◆ **WHAT IS REQUIRED**: Write the next part of the passage on the rules for selling your own house and financing the buyer yourself, starting right after its last sentence. Leave the records out of it.

Consider this scenario:

You own a house. You want to sell it.

Someone wants to buy it.

You decide to sell it to the person who wants to buy it and carry the paper yourself for whatever reason. Maybe you want the income instead of the cash. Maybe you’re just particularly fond of the buyer, I don’t know.

I’m sorry… you can’t.  It’s illegal.

Huh? Excuse me. It’s my house… Why can’t I sell it to whomever I choose, however I choose.

Nope, sorry. You’ll have to become a “lender” and get a lender’s license.

Why? I’m not a lender.

Well, because you’re only allowed to sell your own house once every three years without going through the bank for a mortgage. And there are a lot more rules than that, believe it or not.

It has to be a 30-year, fully amortizing loan and you must comply with RESPA regulations, provide Truth in Lending documentation, and “verify” that the borrower is able to repay the loan, just like the banks don’t.

◆ **EXTRACTED INFORMATION**:
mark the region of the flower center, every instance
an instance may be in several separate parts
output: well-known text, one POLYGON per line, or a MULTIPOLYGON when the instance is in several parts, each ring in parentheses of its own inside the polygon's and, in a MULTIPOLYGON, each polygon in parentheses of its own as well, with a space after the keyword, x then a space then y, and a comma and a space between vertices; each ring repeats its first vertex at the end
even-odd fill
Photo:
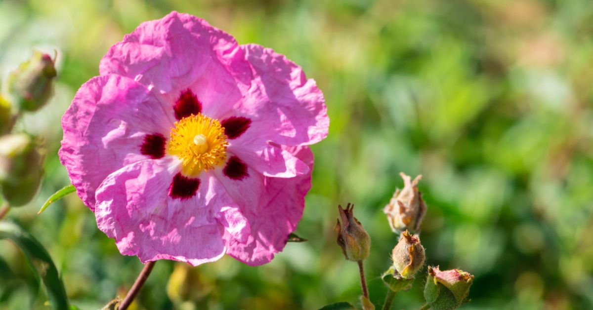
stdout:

◆ **ANSWER TO THE TASK**:
You can read the bill for yourself… I’m going to stop right here for a moment.

The moniker for the HR 1728 bill is the Mortgage Lending and Anti-Predatory Lending Act, so it sounds absolutely fabulous, doesn’t it? It sounds like something we’ve needed for a long time… a bill to stop “predatory lending”. Who could possibly be against that?

(Before I go on, I’d like to register my extreme displeasure at being treated like I’m four years old by our elected representatives. They obviously believe that I’ll be happy to eat cow pies if they’ll just call them Ding Dongs.)

Look, obviously this is an important piece of legislation. After all, just look at what caused this unstoppable catastrophic meltdown in the first place. If it weren’t for a bunch of individual homeowners selling their own homes to other people and carrying back the paper themselves we never would have gotten into this mess in the first place. Those sellers obviously have to be stopped.

There’s another clause in this bill that I found absolutely unbelievable. The bill says that if you own rental units and the government decides that you’re at risk of foreclosure, the government can seize your property… before you’re foreclosed on, mind you.  Someone wakes up in the morning and decides that you might lose your units to foreclosure, and you are screwed.

You want time to go over that one again? It’s perfectly understandable if you do.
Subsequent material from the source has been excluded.